(Consigne a): Veuillez recopier les lignes du listing allant de celle qui contient « like (259, 191). » jusqu'à la fin du listing, bornes incluses, en remplaçant « red jersey » par « red top » sans rien modifier d'autre.

───── Texte ─────

Alexandre Pachulski Né en 1974, Alexandre Pachulski a obtenu un doctorat en intelligence artificielle à Paris en 2001. Il cofonde Talentsoft en 2007 à Paris, qui devient leader des applications cloud de gestion des talents et de formation en Europe. L’essayiste profite de ce succès pour valoriser le concept de singularité qu’il a notamment développé dans ses livres Unique(s), publié en 2018, et Génération IA: 80 films et séries pour décrypter l’intelligence artificielle, paru en 2020.

La richesse des profils atypiques pour votre entreprise


Un profil atypique, au sens managérial du terme, est un individu ayant un parcours professionnel et scolaire diversifié.

Ces profils représentent très souvent de hauts potentiels pour les entreprises, car ils ont une capacité d’investissement supérieure à la moyenne.

Bien que les profils atypiques ne sachent pas toujours ce qu’ils veulent précisément, ils savent ce qu’ils ne veulent pas, et ne feront aucune concession.

Il dégage de ces hauts potentiels de réelles capacités d’adaptation et de bonnes prédispositions à être moteurs de changements.


Embaucher un profil atypique

C'est quelqu’un qui par ses compétences ou ses expériences différentes, pourrait avoir un meilleur impact qu’un profil « normal » et conventionne


  • Une vision différente
  • Un regard extérieur

Il n’est pas rare qu’on demande à un nouvel employé d’apporter des idées nouvelles lorsqu’il commence à un nouveau poste. C’est même souvent pour cela qu’il a été embauché. Alors, qu’est-ce qu’un profil atypique peut apporter de plus à ce niveau-là ?

─────

(Consigne b): Recopiez à l'identique l'intégralité du texte sur les profils atypiques.

───── Extrait des données ─────

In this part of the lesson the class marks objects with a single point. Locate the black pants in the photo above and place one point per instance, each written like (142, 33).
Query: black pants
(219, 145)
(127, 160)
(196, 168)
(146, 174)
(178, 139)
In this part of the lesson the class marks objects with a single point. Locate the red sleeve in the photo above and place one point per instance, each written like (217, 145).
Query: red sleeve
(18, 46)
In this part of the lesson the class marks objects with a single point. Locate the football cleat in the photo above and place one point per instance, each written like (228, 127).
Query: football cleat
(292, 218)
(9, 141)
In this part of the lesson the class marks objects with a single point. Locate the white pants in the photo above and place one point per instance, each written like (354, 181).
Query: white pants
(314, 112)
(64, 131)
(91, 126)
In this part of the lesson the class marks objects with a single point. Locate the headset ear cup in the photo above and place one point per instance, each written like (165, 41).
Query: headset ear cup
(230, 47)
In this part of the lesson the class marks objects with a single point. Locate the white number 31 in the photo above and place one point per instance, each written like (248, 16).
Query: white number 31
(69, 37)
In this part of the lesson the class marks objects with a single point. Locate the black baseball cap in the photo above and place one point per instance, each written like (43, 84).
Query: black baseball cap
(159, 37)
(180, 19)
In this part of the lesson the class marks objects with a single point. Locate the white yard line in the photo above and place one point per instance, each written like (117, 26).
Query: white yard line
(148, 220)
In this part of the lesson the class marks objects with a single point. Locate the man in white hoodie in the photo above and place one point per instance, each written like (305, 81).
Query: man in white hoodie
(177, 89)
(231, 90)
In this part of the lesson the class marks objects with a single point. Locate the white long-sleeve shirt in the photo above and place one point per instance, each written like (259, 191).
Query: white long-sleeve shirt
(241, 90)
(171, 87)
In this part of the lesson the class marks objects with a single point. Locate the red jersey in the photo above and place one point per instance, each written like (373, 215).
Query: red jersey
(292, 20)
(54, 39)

─────

(Corrigé a):
In this part of the lesson the class marks objects with a single point. Locate the white long-sleeve shirt in the photo above and place one point per instance, each written like (259, 191).
Query: white long-sleeve shirt
(241, 90)
(171, 87)
In this part of the lesson the class marks objects with a single point. Locate the red top in the photo above and place one point per instance, each written like (373, 215).
Query: red top
(292, 20)
(54, 39)

(Corrigé b):
Alexandre Pachulski Né en 1974, Alexandre Pachulski a obtenu un doctorat en intelligence artificielle à Paris en 2001. Il cofonde Talentsoft en 2007 à Paris, qui devient leader des applications cloud de gestion des talents et de formation en Europe. L’essayiste profite de ce succès pour valoriser le concept de singularité qu’il a notamment développé dans ses livres Unique(s), publié en 2018, et Génération IA: 80 films et séries pour décrypter l’intelligence artificielle, paru en 2020.

La richesse des profils atypiques pour votre entreprise


Un profil atypique, au sens managérial du terme, est un individu ayant un parcours professionnel et scolaire diversifié.

Ces profils représentent très souvent de hauts potentiels pour les entreprises, car ils ont une capacité d’investissement supérieure à la moyenne.

Bien que les profils atypiques ne sachent pas toujours ce qu’ils veulent précisément, ils savent ce qu’ils ne veulent pas, et ne feront aucune concession.

Il dégage de ces hauts potentiels de réelles capacités d’adaptation et de bonnes prédispositions à être moteurs de changements.


Embaucher un profil atypique

C'est quelqu’un qui par ses compétences ou ses expériences différentes, pourrait avoir un meilleur impact qu’un profil « normal » et conventionne


  • Une vision différente
  • Un regard extérieur

Il n’est pas rare qu’on demande à un nouvel employé d’apporter des idées nouvelles lorsqu’il commence à un nouveau poste. C’est même souvent pour cela qu’il a été embauché. Alors, qu’est-ce qu’un profil atypique peut apporter de plus à ce niveau-là ?